Saved entries
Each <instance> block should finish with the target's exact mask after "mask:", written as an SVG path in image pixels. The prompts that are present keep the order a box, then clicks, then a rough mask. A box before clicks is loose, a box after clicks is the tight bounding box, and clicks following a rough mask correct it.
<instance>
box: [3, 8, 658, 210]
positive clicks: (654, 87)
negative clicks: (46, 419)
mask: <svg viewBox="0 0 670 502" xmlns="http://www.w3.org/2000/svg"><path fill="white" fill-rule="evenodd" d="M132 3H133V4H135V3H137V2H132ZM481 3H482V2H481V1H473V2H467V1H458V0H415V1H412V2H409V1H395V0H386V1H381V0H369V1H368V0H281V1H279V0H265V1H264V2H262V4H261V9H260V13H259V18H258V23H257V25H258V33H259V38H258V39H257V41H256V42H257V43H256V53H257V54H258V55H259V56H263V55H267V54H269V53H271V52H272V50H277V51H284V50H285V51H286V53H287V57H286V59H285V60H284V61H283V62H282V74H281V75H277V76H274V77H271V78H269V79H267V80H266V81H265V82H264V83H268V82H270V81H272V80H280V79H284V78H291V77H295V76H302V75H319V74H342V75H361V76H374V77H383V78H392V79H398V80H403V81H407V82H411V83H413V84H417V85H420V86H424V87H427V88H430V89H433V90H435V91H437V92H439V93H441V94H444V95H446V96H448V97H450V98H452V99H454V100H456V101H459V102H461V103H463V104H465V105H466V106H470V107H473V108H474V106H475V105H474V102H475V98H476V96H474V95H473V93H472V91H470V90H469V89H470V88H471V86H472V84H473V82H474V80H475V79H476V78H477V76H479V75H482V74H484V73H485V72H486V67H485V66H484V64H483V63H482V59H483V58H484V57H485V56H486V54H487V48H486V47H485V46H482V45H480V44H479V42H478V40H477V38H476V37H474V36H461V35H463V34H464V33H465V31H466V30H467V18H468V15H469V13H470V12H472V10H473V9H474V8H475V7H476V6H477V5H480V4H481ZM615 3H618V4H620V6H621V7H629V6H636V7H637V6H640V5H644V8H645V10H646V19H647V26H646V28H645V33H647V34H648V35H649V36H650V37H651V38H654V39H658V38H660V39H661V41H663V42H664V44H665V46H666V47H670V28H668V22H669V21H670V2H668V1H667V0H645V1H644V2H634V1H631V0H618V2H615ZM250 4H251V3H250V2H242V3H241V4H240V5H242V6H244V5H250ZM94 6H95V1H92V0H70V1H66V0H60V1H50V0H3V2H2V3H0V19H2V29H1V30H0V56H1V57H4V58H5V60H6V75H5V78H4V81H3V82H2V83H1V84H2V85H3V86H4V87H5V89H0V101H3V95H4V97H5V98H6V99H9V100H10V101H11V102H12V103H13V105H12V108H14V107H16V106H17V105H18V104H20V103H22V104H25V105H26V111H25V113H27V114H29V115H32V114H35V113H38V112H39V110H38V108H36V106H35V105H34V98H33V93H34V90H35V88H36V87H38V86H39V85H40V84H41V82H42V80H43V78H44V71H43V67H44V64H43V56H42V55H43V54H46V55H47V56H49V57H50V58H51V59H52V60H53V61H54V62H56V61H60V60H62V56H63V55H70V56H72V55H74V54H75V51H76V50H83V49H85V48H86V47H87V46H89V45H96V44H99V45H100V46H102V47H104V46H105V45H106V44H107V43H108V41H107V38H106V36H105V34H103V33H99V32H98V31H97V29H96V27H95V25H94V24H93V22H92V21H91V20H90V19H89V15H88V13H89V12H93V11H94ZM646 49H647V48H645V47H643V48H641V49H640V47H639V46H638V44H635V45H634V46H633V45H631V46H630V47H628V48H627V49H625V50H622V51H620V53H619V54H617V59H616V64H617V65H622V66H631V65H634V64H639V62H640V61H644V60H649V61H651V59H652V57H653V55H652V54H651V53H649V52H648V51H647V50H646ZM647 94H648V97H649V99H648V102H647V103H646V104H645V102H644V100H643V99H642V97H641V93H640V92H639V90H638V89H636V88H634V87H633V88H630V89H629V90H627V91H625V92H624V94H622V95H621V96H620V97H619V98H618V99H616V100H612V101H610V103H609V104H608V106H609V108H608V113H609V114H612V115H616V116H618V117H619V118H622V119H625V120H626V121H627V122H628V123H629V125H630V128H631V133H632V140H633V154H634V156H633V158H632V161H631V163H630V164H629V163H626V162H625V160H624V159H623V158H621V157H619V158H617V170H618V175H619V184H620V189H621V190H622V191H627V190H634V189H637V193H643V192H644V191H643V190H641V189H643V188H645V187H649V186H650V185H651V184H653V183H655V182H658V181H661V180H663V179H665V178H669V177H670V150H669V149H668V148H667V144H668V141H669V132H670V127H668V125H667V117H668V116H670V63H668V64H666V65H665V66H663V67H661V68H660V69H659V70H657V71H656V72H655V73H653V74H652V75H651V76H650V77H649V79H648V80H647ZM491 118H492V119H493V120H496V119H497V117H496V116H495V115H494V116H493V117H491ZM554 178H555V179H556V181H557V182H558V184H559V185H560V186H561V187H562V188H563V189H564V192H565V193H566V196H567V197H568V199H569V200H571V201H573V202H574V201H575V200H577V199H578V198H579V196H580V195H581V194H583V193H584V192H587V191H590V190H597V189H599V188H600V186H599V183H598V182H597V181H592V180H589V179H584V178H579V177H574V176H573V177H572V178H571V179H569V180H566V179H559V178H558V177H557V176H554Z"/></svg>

* _YOUR OBJECTIVE_
Please work out how many lines in the data include "clicks"; write that number only.

* _RESPONSE_
3